*** Opening of RECORDS SHOWN ***

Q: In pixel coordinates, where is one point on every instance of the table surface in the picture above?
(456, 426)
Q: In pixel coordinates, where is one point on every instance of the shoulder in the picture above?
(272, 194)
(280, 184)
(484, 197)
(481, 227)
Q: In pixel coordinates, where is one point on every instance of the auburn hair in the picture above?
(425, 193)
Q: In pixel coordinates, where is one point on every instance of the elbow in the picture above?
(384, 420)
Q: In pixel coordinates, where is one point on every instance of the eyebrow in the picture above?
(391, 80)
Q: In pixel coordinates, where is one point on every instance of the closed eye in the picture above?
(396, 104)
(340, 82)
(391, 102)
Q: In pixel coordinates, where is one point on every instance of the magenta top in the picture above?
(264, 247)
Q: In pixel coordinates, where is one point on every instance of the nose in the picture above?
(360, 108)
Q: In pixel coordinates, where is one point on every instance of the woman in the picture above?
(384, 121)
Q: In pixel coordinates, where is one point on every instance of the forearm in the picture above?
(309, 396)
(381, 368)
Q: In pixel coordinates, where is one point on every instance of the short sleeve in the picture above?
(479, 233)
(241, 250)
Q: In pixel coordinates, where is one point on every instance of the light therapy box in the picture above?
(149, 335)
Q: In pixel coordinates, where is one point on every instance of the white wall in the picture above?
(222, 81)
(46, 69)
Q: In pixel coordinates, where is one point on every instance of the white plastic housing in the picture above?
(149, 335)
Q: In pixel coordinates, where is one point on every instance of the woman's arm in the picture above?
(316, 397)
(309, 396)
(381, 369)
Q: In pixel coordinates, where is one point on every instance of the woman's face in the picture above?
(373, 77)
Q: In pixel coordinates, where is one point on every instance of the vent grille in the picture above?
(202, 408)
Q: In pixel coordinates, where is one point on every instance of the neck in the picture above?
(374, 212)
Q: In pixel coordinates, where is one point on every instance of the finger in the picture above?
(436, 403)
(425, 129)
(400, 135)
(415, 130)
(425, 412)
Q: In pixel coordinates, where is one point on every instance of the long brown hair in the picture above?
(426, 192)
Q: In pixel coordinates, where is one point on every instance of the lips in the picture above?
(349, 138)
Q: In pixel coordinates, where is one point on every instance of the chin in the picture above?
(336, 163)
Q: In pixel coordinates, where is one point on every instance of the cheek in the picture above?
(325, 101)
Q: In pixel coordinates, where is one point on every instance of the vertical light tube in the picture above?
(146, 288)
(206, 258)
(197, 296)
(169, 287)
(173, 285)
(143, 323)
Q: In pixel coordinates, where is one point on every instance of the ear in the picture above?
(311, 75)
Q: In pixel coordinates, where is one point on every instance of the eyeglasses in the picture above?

*** Close of RECORDS SHOWN ***

Give back exactly the lines beginning at the one with "ear in the picture above?" and ending at the final line of the material; both boundary lines belong in it.

• _RESULT OF THE TASK_:
Q: In pixel coordinates, where is one point on every instance of the ear in the picture above?
(311, 75)
Q: In pixel coordinates, where is one point on every instance of the eyeglasses in the picture above?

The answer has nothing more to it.